> **Provided text**
IEEE Student Member Bryan McLaughlin has done more in five years of college than most people do in an entire career.

McLaughlin, a senior electrical engineering student in a five-year program at Oklahoma State University (OSU) in Stillwater, USA, was named to the All-USA College Academic Team in 2003 . He was chosen by USA Today, a selection of 20 top students from across the country. Other honors he's recently received are the British Marshall scholarship to study at King's College at the University of Cambridge in England later this year and a graduate student fellowship from the National Science Foundation.

As an undergraduate, McLaughlin completed internships at Sandia National Laboratories in Albuquerque, N.M., and at IBM Almaden Research Center in San Jose, Calif. He also served as vice president of the American Indian Science and Engineering Society, developed an engineering program for children in local elementary schools, and doubled the membership at the OSU IEEE Student Branch. Most recently, the 23-year-old McLaughlin was recognized for his work with Engineering Kids, a program he launched that introduces nine- and 10-year-old children to math, science, and engineering through hands-on projects such as building small battery-powered motors or tearing apart computers to see how they work. The inspiration for this project came from a Region 5 meeting that discussed the decline during the last decade in the number of students who enroll in engineering programs and graduate. "A few IEEE Student Branch Members and I used some extra money in our budget to find fun projects and go to a local classroom to do a demonstration as a mad scientist" McLaughlin says.

In the last two years, he and about 100 volunteers have worked with more than 600 students. "Often the better students are more inquisitive about how a device works, which shows that our message is getting across to kids," McLaughlin says. Engineering Kids would not have been possible, he says, without the OSU IEEE Student Branch, which he chaired for two years. Membership doubled during McLaughlin's tenure, thanks to some "aggressive advertising and recruitment measures," as he calls it. Members visited OSU's engineering classes and freshman orientation sessions to spread the word about new activities such as a Senior Design Day when electrical engineering students display their projects. Many engineering students were unaware that IEEE Student Branch meetings offered more than guest speakers and pizza, McLaughlin says.

McLaughlin grew up solving problems and working on designing projects that led him to engineering. For one, when he was a teenager, he built an underground sprinkler system for his family's yard because he didn't want to water the lawn every day. He also became acquainted with electronics when he helped his grandfather install thousands of lights for the community Christmas pageant every year, starting when McLaughlin was eight years old. McLaughlin's Marshall Scholarship to Kings College will allow him to earn a master's degree in his chosen specialty: photonics. "I find optics and phototonics exciting because some of the basic research that has come out of this field has not been applied yet," he says. "There's a huge world of innovations to be produced."

McLaughlin plans to use the NSF Fellowship to earn a doctorate degree after he returns from Cambridge. He is the first to admit that his accomplishments might seem overwhelming, but he has a strategy that works for him. "My r?sum? has a whole lot of activities, but not all were going on at the same time," he says. "This means I can spend more time on IEEE activities or starting Engineering Kids, because I don't have 15 activities going on at once, only one or two."

> **Exercise directions**
Using the text about Bryan McLaughlin, decide whether each statement agrees with it: (a) McLaughlin chaired the OSU IEEE Student Branch for two years; (b) Engineering Kids is aimed at children aged twelve and thirteen; (c) McLaughlin intends to use the NSF Fellowship to earn a master's degree. Answer yes or no for each, and quote the words of the text that decide it. The lines after this point are not needed for any part of the exercise.

> **Raw data**
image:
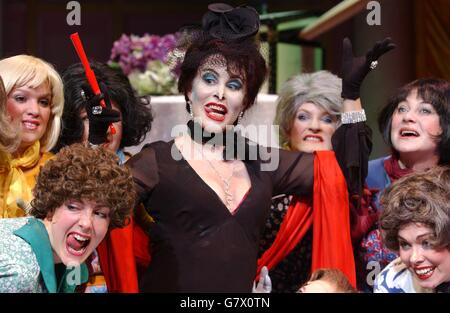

> **Response to this exercise**
(a) Yes: "which he chaired for two years."
(b) No: "introduces nine- and 10-year-old children to math, science, and engineering."
(c) No: "McLaughlin plans to use the NSF Fellowship to earn a doctorate degree after he returns from Cambridge."